If I heard that and felt I was going to walk away anyway, I'd be tempted to throw back "How much do you make?" And watch to see if they squirm to not share.
If they came back with "what I make has nothing to do with this position you're being interviewed for" come back with "then neither does my previous salaries, if they do then I need to know how much other folks in other positions in this company make so I can gauge whether I think this company will still be here in the future."
This. If you're asked early on just flip the question back to them.
Companies don't publish salaries for jobs because they're afraid of turning people off from applying to the job in the first place. They know applicants are more likely to take a lower offer after they've invested time into the process and maybe have a little rapport with the interviewers. You can use the exact same strategy as a job seeker. Companies can be more likely to accept a higher ask after they've put resources into interviewing you and gotten to know you a bit.
That said, an honest chat about expectations early on - where the hirer says roughly how much they're looking to pay and asks if it's something you'd be interested in - can be a really nice way to save everyone's time.
As for big companies, I've never had any of them even notice that I didn't fill in that field. So that's never been an issue.
Where is it that late-career engineers are barely pulling in six figures? Don't get me wrong, it's a lot of money (3x mean personal income in the US, and ~1.75x mean HHI, give or take), but I'd expect most senior folks in any engineering field to be in the mid 100k range if not pushing 185ish.
> Time and again, he says, employers seem to lose interest after he answers a question that they ask early on: “What was your last salary?”
Your last salary has absolutely no bearing on what you are worth or what the market rate is for the position for which you're applying. You have absolutely nothing to gain by sharing a previous salary.
> A survey by AARP last year found that of job seekers between 45 and 70 years old who found work after a spell of unemployment, nearly half earned less than before.
I don't think this is that surprising, is it? If I make $100k and lose my job, often with little notice, I will take $80k. If I make $100k and leave of my own volition, it's unlikely I'll entertain anything below $110 or $115.

Task goal — Reproduce everything in the discussion of salary questions in hiring from "Where is it" down to "not pushing 185ish.". The listing is not needed for this work.

Supplied entries —
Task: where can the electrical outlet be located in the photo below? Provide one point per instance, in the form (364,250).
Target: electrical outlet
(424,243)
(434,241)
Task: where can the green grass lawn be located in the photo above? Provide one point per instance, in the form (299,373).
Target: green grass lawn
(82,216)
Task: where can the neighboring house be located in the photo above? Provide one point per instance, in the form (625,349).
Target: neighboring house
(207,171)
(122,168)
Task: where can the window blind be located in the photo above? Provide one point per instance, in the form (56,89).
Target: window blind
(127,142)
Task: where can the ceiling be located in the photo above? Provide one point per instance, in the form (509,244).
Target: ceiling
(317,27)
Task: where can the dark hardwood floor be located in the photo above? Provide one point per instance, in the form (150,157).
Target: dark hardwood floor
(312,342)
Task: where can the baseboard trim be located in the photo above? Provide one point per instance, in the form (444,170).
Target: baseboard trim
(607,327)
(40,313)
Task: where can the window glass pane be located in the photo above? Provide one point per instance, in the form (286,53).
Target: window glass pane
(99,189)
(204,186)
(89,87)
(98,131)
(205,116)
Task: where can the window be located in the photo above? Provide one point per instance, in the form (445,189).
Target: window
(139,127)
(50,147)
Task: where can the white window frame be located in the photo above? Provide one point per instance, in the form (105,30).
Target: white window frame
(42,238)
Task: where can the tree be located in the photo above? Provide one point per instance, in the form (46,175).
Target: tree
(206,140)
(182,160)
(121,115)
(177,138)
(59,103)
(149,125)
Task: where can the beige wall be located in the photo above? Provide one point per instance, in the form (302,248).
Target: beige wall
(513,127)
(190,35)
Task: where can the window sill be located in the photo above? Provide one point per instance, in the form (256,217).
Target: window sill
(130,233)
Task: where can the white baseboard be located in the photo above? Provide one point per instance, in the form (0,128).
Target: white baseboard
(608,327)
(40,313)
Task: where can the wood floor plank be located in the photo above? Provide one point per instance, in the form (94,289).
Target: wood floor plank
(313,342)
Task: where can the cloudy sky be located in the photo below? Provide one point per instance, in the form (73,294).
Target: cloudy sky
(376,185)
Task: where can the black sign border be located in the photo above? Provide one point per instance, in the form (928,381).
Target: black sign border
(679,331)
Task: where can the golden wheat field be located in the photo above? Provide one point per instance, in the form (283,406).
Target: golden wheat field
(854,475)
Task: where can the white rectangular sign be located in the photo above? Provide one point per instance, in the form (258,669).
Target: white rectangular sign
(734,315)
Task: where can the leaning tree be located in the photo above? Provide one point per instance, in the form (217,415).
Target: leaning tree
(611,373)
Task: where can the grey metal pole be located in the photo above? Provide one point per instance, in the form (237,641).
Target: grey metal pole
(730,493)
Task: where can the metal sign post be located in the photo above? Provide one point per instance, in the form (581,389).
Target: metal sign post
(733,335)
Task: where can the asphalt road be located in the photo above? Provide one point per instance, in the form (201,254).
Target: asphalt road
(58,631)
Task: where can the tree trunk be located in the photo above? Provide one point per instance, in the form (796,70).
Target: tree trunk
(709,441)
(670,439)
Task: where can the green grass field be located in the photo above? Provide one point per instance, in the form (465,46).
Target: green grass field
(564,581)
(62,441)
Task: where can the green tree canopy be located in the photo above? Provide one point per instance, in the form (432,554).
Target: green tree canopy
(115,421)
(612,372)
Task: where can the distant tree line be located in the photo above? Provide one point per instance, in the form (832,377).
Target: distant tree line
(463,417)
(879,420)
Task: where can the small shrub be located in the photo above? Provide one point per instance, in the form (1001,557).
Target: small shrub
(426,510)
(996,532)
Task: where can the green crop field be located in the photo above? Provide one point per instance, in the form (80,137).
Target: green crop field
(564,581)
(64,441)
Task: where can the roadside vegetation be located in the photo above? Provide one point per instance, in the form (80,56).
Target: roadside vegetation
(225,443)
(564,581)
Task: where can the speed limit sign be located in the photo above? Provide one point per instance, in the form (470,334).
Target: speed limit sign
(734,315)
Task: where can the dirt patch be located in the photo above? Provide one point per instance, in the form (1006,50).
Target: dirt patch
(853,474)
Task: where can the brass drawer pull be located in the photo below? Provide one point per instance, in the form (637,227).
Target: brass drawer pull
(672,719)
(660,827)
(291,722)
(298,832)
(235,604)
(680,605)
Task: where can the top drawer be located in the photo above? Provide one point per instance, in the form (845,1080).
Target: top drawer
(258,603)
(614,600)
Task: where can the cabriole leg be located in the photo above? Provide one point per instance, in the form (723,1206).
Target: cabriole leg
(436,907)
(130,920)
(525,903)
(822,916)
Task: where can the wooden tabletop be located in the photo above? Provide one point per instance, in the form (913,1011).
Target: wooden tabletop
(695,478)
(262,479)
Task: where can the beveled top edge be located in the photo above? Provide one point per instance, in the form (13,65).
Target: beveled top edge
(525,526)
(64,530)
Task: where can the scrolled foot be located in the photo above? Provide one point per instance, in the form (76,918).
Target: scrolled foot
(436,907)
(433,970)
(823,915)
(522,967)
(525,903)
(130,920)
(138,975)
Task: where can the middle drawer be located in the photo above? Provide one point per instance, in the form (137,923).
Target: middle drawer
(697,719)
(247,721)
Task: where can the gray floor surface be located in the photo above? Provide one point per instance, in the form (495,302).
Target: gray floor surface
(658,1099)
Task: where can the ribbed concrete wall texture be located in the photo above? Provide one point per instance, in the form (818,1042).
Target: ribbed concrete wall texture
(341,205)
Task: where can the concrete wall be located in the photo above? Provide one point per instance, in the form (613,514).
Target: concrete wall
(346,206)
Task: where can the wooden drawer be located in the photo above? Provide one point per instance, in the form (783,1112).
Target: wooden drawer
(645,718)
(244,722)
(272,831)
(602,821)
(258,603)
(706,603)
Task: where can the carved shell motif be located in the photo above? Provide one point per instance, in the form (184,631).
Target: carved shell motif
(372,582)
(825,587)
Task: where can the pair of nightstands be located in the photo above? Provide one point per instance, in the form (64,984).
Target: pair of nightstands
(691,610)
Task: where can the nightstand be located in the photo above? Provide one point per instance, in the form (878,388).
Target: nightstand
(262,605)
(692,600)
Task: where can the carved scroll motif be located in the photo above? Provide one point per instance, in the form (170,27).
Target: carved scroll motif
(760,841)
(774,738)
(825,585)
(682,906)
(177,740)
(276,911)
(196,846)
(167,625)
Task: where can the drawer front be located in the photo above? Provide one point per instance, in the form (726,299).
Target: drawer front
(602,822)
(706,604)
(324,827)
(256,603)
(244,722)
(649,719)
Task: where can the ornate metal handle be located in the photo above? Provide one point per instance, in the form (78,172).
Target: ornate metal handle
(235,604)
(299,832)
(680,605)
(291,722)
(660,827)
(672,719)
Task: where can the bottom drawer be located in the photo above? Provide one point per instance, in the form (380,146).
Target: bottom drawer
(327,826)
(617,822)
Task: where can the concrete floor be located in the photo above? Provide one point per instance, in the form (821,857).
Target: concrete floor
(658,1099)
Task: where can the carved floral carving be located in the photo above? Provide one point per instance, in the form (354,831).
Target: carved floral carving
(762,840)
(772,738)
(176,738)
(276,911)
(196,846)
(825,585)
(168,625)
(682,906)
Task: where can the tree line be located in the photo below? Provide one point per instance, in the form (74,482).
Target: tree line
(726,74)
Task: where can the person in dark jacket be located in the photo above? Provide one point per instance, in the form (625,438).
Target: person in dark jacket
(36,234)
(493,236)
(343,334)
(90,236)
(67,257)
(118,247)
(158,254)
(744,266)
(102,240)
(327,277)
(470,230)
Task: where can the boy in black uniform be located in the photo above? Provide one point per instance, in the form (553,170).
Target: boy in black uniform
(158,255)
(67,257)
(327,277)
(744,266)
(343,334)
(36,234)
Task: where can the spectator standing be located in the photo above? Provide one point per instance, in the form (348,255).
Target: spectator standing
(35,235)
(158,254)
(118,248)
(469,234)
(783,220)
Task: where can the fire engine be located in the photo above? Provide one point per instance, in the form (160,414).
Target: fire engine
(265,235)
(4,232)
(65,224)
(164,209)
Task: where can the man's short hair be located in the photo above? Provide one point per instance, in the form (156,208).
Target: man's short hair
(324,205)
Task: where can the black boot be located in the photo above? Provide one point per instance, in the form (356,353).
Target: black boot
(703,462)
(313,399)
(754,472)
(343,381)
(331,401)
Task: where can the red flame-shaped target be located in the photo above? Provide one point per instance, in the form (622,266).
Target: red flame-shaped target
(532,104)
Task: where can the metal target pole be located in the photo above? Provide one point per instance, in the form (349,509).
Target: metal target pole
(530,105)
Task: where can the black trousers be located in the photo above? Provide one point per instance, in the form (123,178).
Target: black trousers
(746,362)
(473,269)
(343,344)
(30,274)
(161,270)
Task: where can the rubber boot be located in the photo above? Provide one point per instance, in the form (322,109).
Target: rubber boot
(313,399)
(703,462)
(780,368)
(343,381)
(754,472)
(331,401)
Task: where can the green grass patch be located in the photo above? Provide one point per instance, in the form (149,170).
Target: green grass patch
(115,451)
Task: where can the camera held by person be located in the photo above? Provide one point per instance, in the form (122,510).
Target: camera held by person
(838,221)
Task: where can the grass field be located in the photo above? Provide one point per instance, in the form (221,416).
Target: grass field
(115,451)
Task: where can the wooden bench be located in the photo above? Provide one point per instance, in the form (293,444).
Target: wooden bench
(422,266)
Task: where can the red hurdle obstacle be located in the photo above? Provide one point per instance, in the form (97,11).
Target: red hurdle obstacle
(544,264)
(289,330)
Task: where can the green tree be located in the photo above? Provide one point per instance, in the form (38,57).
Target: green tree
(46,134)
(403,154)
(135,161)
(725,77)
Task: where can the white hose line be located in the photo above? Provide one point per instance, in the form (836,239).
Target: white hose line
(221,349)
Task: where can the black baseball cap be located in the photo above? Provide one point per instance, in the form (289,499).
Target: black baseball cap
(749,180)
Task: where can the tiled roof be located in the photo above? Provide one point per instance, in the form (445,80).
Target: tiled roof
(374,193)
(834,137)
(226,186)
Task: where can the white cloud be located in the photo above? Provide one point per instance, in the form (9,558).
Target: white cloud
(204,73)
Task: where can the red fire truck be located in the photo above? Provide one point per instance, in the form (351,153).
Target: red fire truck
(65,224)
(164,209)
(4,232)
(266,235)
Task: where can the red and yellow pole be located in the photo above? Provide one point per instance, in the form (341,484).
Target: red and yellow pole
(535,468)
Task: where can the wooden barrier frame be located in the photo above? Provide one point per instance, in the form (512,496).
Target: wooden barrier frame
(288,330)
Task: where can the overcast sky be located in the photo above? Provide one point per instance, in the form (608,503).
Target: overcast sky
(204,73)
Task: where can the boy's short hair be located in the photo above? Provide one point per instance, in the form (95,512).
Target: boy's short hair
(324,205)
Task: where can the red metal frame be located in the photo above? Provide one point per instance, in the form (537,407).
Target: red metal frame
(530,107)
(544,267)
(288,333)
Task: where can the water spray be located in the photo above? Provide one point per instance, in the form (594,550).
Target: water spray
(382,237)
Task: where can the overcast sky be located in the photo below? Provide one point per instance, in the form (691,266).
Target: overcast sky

Result for this task —
Where is it that late-career engineers are barely pulling in six figures? Don't get me wrong, it's a lot of money (3x mean personal income in the US, and ~1.75x mean HHI, give or take), but I'd expect most senior folks in any engineering field to be in the mid 100k range if not pushing 185ish.